EXERCICES:
1. Recopiez sans rien changer le passage de l'article sur l'épandage des Mafor qui commence par "Il est vrai" et se termine par "auteurs de l'expertise.".
2. Répondez brièvement à partir de l'article sur l'épandage des Mafor :
(a) Quel jour et dans quelle ville les résultats de l'expertise ont-ils été présentés ?
(b) Quel poste occupe Christine Cros ?
(c) Quelle ressource de plus en plus rare l'article cite-t-il en exemple ?
3. Écrivez la suite de l'article sur l'épandage des Mafor, à partir de sa dernière phrase.
───── EXTRAIT DU TEXTE
L'Inra, le CNRS et Irstea ont présenté jeudi 3 juillet à Paris les résultats d'une expertise scientifique collective (1) sur les effets agronomiques et environnementaux de l'épandage des matières fertilisantes d'origine résiduaire (Mafor) sur les terres agricoles ou les forêts. Une expertise réalisée à la demande des ministères de l'Agriculture et de l'Ecologie et dont les résultats étaient attendus par de nombreux acteurs, comme l'a montré le succès rencontré par cette restitution.
Valorisation logique en termes d'économie circulaire
Pourquoi une telle demande ? Il existe beaucoup de bonnes raisons de vouloir valoriser ces matières qui peuvent être issues des effluents d'élevage, des boues d'épuration urbaines, des déchets urbains (ordures ménagères résiduelles, biodéchets, déchets verts) ou des effluents industriels. "Tout ce qui est organique doit retourner à la terre", fait valoir avec bon sens Christine Cros, chef du bureau Planification et gestion des déchets au ministère de l'Ecologie. "Cette valorisation est logique en termes d'économie circulaire", ajoute Isabelle Déportes du service Prévention et gestion des déchets de l'Ademe.
Il est vrai qu'une telle valorisation permet d'éviter les coûts d'élimination des déchets liés à l'incinération ou au stockage, tout en assurant un apport de fertilisants pour l'agriculture. Elle permet ainsi de répondre à la problématique de la raréfaction de certaines ressources comme le phosphore et à la dégradation du taux de matière organique de certains sols cultivés, soulignent les auteurs de l'expertise.
──────────
───── DONNÉES
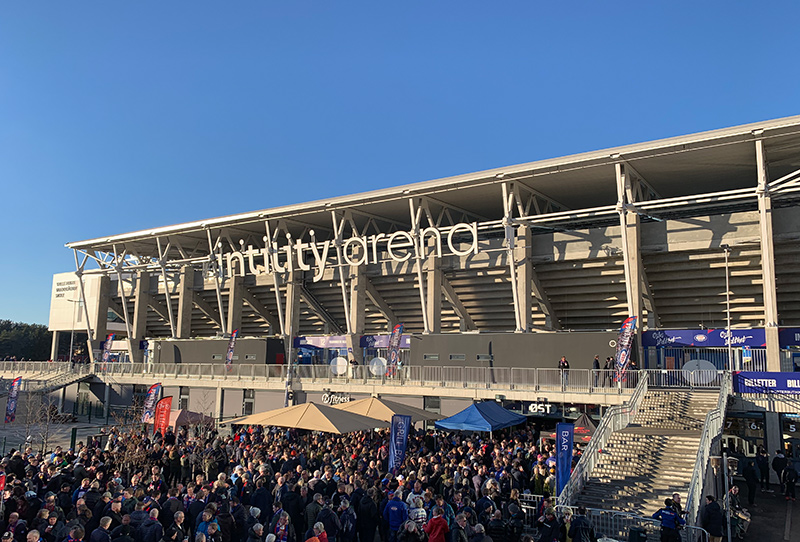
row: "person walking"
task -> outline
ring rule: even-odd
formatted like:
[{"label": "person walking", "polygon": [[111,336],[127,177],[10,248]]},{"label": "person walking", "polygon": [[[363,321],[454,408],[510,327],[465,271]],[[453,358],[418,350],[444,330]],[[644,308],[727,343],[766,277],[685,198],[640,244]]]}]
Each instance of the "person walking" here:
[{"label": "person walking", "polygon": [[797,500],[797,495],[795,494],[795,484],[797,483],[797,469],[794,466],[793,462],[789,462],[786,465],[786,468],[783,469],[783,486],[784,486],[784,495],[786,496],[786,500],[788,501],[791,499],[792,501]]},{"label": "person walking", "polygon": [[664,499],[664,508],[653,514],[653,519],[661,521],[661,542],[679,542],[681,539],[678,529],[686,524],[686,520],[675,511],[672,499]]},{"label": "person walking", "polygon": [[747,462],[742,470],[742,476],[747,484],[747,504],[753,506],[756,501],[756,486],[758,486],[758,473],[752,460]]}]

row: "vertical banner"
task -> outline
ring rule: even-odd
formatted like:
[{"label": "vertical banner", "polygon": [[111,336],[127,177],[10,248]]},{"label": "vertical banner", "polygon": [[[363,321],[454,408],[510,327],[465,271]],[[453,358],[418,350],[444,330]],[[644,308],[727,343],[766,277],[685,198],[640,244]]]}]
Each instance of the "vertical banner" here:
[{"label": "vertical banner", "polygon": [[103,343],[103,356],[100,358],[103,363],[108,363],[108,360],[111,357],[111,341],[114,340],[115,336],[115,333],[109,333],[106,337],[106,342]]},{"label": "vertical banner", "polygon": [[231,364],[233,363],[233,349],[236,348],[236,336],[239,334],[238,329],[234,329],[231,333],[231,340],[228,341],[228,352],[225,354],[225,369],[230,372]]},{"label": "vertical banner", "polygon": [[628,362],[631,360],[631,346],[633,346],[633,338],[635,335],[636,317],[629,316],[622,323],[622,327],[619,328],[619,337],[617,338],[617,374],[614,377],[614,380],[617,382],[625,381],[625,371],[628,368]]},{"label": "vertical banner", "polygon": [[389,365],[386,367],[386,376],[395,376],[400,365],[400,339],[403,338],[403,324],[397,324],[392,329],[389,337]]},{"label": "vertical banner", "polygon": [[17,419],[17,400],[19,389],[22,387],[22,377],[18,376],[11,382],[8,388],[8,402],[6,403],[6,423],[12,423]]},{"label": "vertical banner", "polygon": [[556,425],[556,495],[560,495],[569,482],[572,471],[572,438],[575,426],[571,423]]},{"label": "vertical banner", "polygon": [[392,433],[389,439],[389,472],[394,473],[406,458],[408,430],[411,428],[411,416],[395,414],[392,416]]},{"label": "vertical banner", "polygon": [[142,423],[153,423],[153,418],[156,414],[156,401],[158,396],[161,395],[161,382],[153,384],[147,390],[147,395],[144,398],[144,413],[142,414]]},{"label": "vertical banner", "polygon": [[167,432],[169,427],[169,413],[172,411],[172,396],[164,397],[156,404],[155,421],[153,422],[153,434],[161,431],[161,435]]}]

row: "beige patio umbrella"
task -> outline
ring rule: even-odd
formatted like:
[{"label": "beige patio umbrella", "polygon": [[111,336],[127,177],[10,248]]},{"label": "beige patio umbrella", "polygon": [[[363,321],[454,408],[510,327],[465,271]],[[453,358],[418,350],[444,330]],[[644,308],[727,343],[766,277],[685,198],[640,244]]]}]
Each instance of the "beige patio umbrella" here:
──────────
CORRIGÉ:
1.
Il est vrai qu'une telle valorisation permet d'éviter les coûts d'élimination des déchets liés à l'incinération ou au stockage, tout en assurant un apport de fertilisants pour l'agriculture. Elle permet ainsi de répondre à la problématique de la raréfaction de certaines ressources comme le phosphore et à la dégradation du taux de matière organique de certains sols cultivés, soulignent les auteurs de l'expertise.

2.
(a) Le jeudi 3 juillet, à Paris.
(b) Elle est chef du bureau Planification et gestion des déchets au ministère de l'Ecologie.
(c) Le phosphore.

3.
"Oui, nous sommes intéressés, mais avec une certaine prudence, et un besoin de rigueur", précise Didier Marteau, agriculteur et président de la commission environnement de l'APCA (2) . Les interrogations sont en effet nombreuses : quels sont les bénéfices agronomiques des Mafor, quels sont les impacts environnementaux de leur épandage, quels avantages économiques présentent-elles, quels sont les risques sanitaires ? Les résultats de l'expertise apportent des éléments de réponses à ces premières questions, mais en laissant de côté l'évaluation des risques sanitaires, explicitement exclue de la commande et qui fait l'objet par ailleurs d'une saisie de l'Anses.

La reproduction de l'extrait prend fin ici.